__Provided text__:
· · ·

Monday, August 24, 2015


As you may know I work for a horse publication, but don't have any real horse experience.  Except I love watching them.  My favourite has been at Cavalia which amazes one how horses are capable of performing at such a high level.  When you look at horses you realize they could easily hurt you without meaning to.  As a youngster I had watched a throrobred race at the rails and honestly although exciting it also frightened me.  Rodeos draw attention by demonstrating how violent some horses can be.

"Buck" was recommended to me by a contact in the course of working for The Rider.   She thought the movie presented one of the best horse trainers and someone she admired.  I am grateful she was strong in her praise and fortunately it was readily available.

One of Buck Branaman's comments was that his role was really dealing with the problems horses have with people.  Most people do not really understand horses and tend to work under the premise that fear (and reward) is what motivates the horse.  This in fact results in a lot of resistance from the horse.

Buck grew up with an abusive father.  He and his older brother were trained as trick ropers and earned money as entertainers.  The two even appeared on a tv show, but more commonly at live shows.  They endured regular beatings and after their mother died the beatings got worse.  Eventually they were given to foster parents who succeeded in changing their lives for the better.

His foster father encouraged young Buck to learn how to fix horseshoes.  Buck advanced his horse education and as a young man pretty much thought he knew it all.  He encountered Ray Hunt, a horse trainer with a different philosophy which was more to work with the horse instead of creating fear.  At first Buck was skeptical, but found himself attending Ray's clinics as often as possible and at one point working with him.

· · ·

__Task set__:
• a. Answer these questions about the post on the film "Buck":
(i) In the course of working for which publication did the writer receive the recommendation to watch "Buck"?
(ii) What were Buck and his older brother trained as?
(iii) What is the name of the horse trainer whose clinics Buck attended?
• b. Rewrite the post on the film "Buck" from "Buck grew up" up to and including "working with him.", replacing "trick ropers" with "trick riders".
• c. Write a continuation of the post on the film "Buck", beginning after its final sentence.
The records that follow were drawn from a separate source.

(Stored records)
· · ·

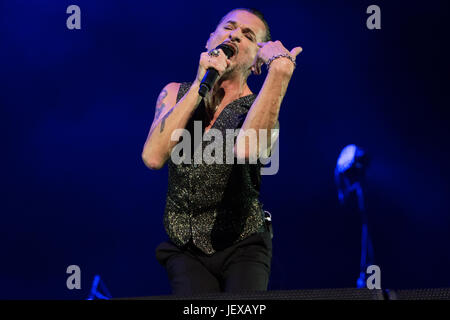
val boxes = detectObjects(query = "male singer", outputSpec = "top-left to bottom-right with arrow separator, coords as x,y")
142,8 -> 302,295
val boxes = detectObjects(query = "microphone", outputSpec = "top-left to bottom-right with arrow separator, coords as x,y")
198,43 -> 234,98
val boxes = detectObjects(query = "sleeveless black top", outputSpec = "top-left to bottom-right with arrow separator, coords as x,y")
164,83 -> 265,255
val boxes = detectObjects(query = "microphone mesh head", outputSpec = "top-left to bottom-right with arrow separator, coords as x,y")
216,43 -> 235,59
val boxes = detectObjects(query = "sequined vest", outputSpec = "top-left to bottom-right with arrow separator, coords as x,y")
164,83 -> 264,255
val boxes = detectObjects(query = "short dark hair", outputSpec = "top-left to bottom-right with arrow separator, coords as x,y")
219,8 -> 272,42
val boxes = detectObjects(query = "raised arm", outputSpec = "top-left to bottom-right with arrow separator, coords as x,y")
142,47 -> 229,169
235,41 -> 302,159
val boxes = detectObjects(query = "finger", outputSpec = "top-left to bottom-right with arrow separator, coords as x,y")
290,47 -> 303,58
257,42 -> 267,48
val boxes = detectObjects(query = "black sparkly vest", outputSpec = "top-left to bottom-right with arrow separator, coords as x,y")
164,83 -> 264,255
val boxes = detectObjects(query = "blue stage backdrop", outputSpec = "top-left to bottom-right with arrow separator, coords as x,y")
0,0 -> 450,299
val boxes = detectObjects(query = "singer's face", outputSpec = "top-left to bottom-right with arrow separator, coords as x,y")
206,10 -> 266,71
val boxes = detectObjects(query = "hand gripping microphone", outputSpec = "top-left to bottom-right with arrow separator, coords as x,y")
198,43 -> 234,98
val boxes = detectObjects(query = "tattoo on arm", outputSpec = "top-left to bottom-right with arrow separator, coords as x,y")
155,89 -> 167,119
159,108 -> 174,133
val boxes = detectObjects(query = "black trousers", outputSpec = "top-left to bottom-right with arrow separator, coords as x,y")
156,232 -> 272,295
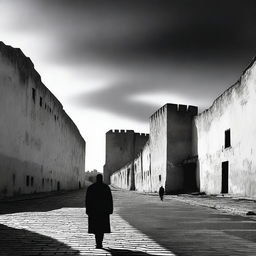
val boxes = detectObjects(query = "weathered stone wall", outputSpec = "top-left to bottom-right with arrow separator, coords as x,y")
0,42 -> 85,197
111,104 -> 197,193
165,104 -> 198,193
134,141 -> 152,192
149,105 -> 167,191
104,130 -> 148,184
194,59 -> 256,197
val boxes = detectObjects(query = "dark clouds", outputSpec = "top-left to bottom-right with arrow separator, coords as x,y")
4,0 -> 256,120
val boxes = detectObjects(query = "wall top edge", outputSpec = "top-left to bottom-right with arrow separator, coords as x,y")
150,103 -> 198,119
196,56 -> 256,118
0,41 -> 84,140
106,129 -> 149,137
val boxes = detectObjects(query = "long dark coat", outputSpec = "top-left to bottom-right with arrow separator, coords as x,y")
85,182 -> 113,234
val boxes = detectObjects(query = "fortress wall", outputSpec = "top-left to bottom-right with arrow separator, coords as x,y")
0,42 -> 85,197
110,162 -> 133,190
134,142 -> 152,192
195,59 -> 256,197
149,105 -> 167,191
104,130 -> 149,184
165,104 -> 198,193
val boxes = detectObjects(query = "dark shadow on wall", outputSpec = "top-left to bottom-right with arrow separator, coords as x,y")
0,224 -> 80,256
0,189 -> 86,214
104,249 -> 152,256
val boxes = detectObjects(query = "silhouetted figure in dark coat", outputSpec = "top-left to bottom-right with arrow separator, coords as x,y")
159,186 -> 164,201
85,174 -> 113,249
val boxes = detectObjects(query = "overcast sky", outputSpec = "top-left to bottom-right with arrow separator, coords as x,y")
0,0 -> 256,171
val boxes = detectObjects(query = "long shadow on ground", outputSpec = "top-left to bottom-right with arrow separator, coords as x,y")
0,224 -> 80,256
0,189 -> 86,214
104,249 -> 152,256
115,192 -> 256,256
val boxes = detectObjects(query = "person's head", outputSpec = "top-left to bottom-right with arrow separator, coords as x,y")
96,174 -> 103,183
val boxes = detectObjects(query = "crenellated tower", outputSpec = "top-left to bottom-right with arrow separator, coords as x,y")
150,104 -> 198,193
104,130 -> 149,184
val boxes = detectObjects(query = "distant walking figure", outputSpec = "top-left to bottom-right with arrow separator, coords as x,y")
85,174 -> 113,249
159,186 -> 164,201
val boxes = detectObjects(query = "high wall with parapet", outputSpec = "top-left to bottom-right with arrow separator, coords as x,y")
150,104 -> 198,193
0,42 -> 85,197
104,130 -> 149,184
111,104 -> 197,193
194,59 -> 256,198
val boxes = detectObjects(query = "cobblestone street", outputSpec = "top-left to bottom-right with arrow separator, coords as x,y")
0,190 -> 256,256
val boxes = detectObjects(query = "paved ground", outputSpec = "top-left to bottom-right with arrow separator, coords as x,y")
166,194 -> 256,216
0,187 -> 256,256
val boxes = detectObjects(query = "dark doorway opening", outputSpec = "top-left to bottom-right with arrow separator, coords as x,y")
221,161 -> 228,193
225,129 -> 231,148
57,181 -> 60,191
127,168 -> 130,186
184,163 -> 199,193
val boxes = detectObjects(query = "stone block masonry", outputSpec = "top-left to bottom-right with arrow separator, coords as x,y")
110,56 -> 256,198
0,42 -> 85,198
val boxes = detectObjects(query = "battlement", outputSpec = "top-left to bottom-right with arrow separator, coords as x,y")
106,129 -> 149,137
150,103 -> 198,119
107,129 -> 134,134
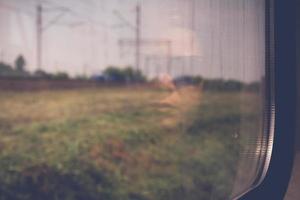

· · ·

__Answers by item number__:
• a.
(i) The Rider
(ii) Trick ropers
(iii) Ray Hunt

• b.
Buck grew up with an abusive father.  He and his older brother were trained as trick riders and earned money as entertainers.  The two even appeared on a tv show, but more commonly at live shows.  They endured regular beatings and after their mother died the beatings got worse.  Eventually they were given to foster parents who succeeded in changing their lives for the better.

His foster father encouraged young Buck to learn how to fix horseshoes.  Buck advanced his horse education and as a young man pretty much thought he knew it all.  He encountered Ray Hunt, a horse trainer with a different philosophy which was more to work with the horse instead of creating fear.  At first Buck was skeptical, but found himself attending Ray's clinics as often as possible and at one point working with him.

• c.
A phrase Buck uses was "starting" a horse instead of the much more common "breaking" a horse.  Instead of breaking the willpower of horse they found ways to work more gently.  He pointed out you can use force to make a horse understand what you want, but it is far better to develop a "soft touch."

I had read the book and seen the movie, The Horse Whisperer and was fascinated with the training methods.  Robert Redford called in a bunch of horse experts including Buck Branaman.  One of the most impressive scenes of the movie was when Robert Redford first confronted a violent horse and exercised some control almost immediately.  As part of "Buck"  Robert explained that they had wasted a whole day trying to do that scene with Hollywood horses.  They were reluctant to take Buck's advice on what they considered a technical problem.  Nonetheless using a few minutes of their time Buck proved he understood the problem better.  There was mutual respect between the two men.

Although Buck was on the road giving horse clinics across North America for about nine months of the year he had good relations with his wife and daughters.  His wife joined him on the road when possible and his daughters actually took part in some of his clinics during their summer breaks.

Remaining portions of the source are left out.